# DATA PROVIDED start
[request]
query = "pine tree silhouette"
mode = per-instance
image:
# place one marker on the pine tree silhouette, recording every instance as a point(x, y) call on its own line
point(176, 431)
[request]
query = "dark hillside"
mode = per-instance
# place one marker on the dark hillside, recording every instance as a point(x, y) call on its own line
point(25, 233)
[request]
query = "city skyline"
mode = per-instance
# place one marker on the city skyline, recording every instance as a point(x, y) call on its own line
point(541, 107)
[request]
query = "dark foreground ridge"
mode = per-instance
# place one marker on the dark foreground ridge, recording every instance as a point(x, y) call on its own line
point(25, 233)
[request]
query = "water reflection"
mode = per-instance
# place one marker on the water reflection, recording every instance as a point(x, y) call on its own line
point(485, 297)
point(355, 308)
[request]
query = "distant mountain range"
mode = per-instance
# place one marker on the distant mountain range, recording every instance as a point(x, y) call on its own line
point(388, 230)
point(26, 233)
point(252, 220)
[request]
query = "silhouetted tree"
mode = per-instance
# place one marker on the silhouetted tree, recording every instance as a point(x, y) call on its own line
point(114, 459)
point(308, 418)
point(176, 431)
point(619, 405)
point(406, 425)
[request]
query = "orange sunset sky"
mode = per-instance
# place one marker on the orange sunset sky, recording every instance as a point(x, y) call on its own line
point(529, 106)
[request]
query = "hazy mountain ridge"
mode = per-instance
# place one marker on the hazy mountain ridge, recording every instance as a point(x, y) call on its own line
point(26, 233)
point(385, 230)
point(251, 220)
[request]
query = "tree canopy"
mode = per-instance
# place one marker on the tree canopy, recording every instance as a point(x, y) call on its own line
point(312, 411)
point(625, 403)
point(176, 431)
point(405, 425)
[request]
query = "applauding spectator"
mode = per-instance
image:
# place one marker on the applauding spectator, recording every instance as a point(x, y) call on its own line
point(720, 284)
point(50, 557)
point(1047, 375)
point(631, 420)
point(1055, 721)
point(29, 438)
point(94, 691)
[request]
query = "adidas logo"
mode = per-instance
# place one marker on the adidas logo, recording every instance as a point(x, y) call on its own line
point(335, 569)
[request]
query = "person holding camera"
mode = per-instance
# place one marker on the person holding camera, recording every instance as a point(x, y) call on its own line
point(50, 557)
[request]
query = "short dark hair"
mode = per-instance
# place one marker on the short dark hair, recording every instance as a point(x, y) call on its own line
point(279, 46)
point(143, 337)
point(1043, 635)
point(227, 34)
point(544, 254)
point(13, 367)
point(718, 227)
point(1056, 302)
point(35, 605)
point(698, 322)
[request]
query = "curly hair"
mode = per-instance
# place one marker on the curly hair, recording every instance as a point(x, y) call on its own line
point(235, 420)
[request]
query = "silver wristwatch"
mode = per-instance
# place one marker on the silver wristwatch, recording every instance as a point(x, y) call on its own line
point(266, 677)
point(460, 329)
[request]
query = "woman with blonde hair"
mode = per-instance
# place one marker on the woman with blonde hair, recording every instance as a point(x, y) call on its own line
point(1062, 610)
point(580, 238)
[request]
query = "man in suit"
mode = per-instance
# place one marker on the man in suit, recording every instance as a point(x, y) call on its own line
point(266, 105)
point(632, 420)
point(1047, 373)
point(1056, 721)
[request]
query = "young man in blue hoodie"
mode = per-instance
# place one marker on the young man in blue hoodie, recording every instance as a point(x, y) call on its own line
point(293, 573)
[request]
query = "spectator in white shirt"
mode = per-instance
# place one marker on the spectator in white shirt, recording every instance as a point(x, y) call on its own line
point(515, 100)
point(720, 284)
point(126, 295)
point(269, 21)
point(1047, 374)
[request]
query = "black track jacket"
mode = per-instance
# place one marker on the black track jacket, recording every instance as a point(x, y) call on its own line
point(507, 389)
# DATA PROVIDED end
*WHAT IS REQUIRED:* Return the rows above unchanged, beginning at the very first line and stopping after the line that contains "point(541, 107)".

*EXERCISE RESULT:*
[request]
query = "pine tree silhouette"
mode = per-instance
image:
# place one marker on the pine tree silhouette, recording every instance as a point(x, y) call on its own line
point(176, 431)
[request]
query = "dark hillside"
mode = per-instance
# place one marker on the dark hillside, recording every instance as a point(x, y) call on its own line
point(25, 233)
[request]
query = "city skyline"
mode = per-instance
# place one marker on the city skyline, recording every instance as a point(x, y) call on its own line
point(541, 107)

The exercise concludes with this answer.